» **STATED TASK A**: Output every line of the two orchard scouting entries as a JSON list of strings, one string per line, with blank lines skipped and the pictures left out.

━━━━━ EXCERPT

Im trying to transform this xml into a nested dictionary called "G":

{ 1: {G1: 1,
      G2: some text,
      G3: some text,
      GP: { 1: {GP1: 1,
                GP2: a,
                GP3: a},
            2: {GP1: 2,
                GP2: b,
                GP3: b},
            3: {GP1: 3,
                GP2: c,
                GP3: c}}
      },
  2: {G1: 2,
      G2: some text,
      G3: some text,
      GP: { 1: {GP1: 1,
                GP2: aa,
                GP3: aa},
            2: {GP1: 2,
                GP2: bb,
                GP3: bb},
            3: {GP1: 3,
                GP2: cc,
                GP3: cc}}
      },
  3: {G1: 3,
      G2: some text,
      G3: some text,
               GP: { 1: {GP1: 1,
                GP2: a,
                GP3: a},
            2: {GP1: 2,
                GP2: bbb,
                GP3: bbb},
            3: {GP1: 3,
                GP2: ccc,
                GP3: ccc}}
      }
    }

My code works fine to get all elements that are straight under "G", so G1, G2 etc, but for GP I either only just get one record, either I get all of them but it duplicates the same thing couple of times either I get all 9 GP elements under one single GP in the dictionary. Here is my code:

    f = 'path to file'
    tree = ET.parse(f)
    root = tree.getroot()
    self.tree = tree
    self.root = root
    gs = len(self.tree.getiterator('G'))
    g = {}
    for i in range(0, gs):
        d = {}
        for elem in self.tree.getiterator('G')[i]:
            if elem.text == "\n      " and elem.tag not in ['GP']:
                    dd = {}
                    for parent in elem:
                        if parent.text == "\n        ":
                            ddd = {}
                            for child in parent:
                                ddd[child.tag] = child.text
                            dd[parent.tag] = ddd
                        else:
                            dd[parent.tag] = parent.text
                    d[elem.tag] = dd
            else:
                d[elem.tag] = elem.text
        g[i+1] = d

    # Build GP
    count = 0
    gp = {}
    for elem in self.tree.getiterator('GP'):
        d = {}
        for parent in elem:
            if parent.text == "\n      ":
                dd = {}
                for child in parent:
                    dd[child.tag] = child.text
                d[parent.tag] = dd
            else:
                d[parent.tag] = parent.text
        count += 1
        gp[count] = d
    g["GP"] = gp

Answer

Your issue stems from how you're parsing the <GP> elements. Specifically, you're treating the GP tags outside of their parent G elements as if they should be collected globally, and this leads to a few problems: duplicate entries, misalignment between the GP elements and their corresponding parent G, and the incorrect overall structure.

Let's break down the issues:

  1. Duplicate GP Entries: Since you are collecting all GP elements globally in the second part of your code, you're not associating the GP elements with their corresponding G parent, which leads to duplication or misalignment.
  2. Misaligned GP Structure: You're appending all GP elements to the gp dictionary, but this doesn't preserve the parent-child relationship that each GP has under its specific G.

━━━━━━━━━━
━━━━━ INFORMATION PROVIDED

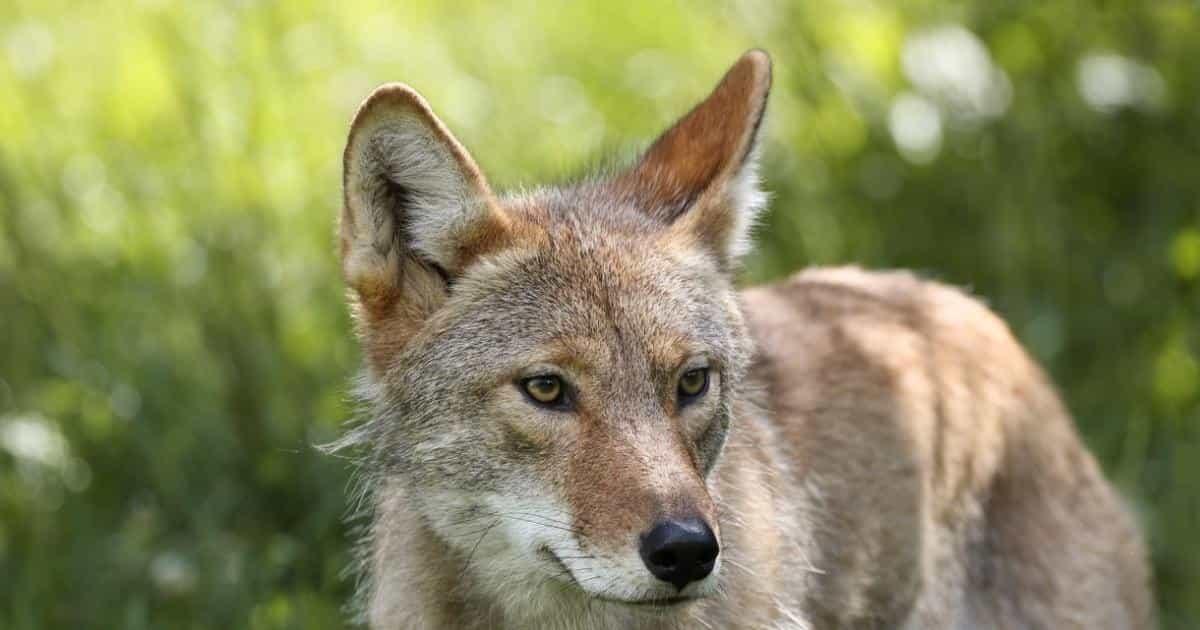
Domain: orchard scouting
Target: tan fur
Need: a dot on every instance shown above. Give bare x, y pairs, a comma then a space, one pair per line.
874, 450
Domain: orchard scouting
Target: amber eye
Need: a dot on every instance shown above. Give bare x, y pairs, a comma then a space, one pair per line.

━━━━━━━━━━

» **STATED TASK B**: In the forum thread about turning XML into a nested dictionary, which elements does the poster say the code already handles fine?

» **FINISHED ANSWER A**:
[
  "Domain: orchard scouting",
  "Target: tan fur",
  "Need: a dot on every instance shown above. Give bare x, y pairs, a comma then a space, one pair per line.",
  "874, 450",
  "Domain: orchard scouting",
  "Target: amber eye",
  "Need: a dot on every instance shown above. Give bare x, y pairs, a comma then a space, one pair per line."
]

» **FINISHED ANSWER B**: The elements directly under "G", such as G1 and G2.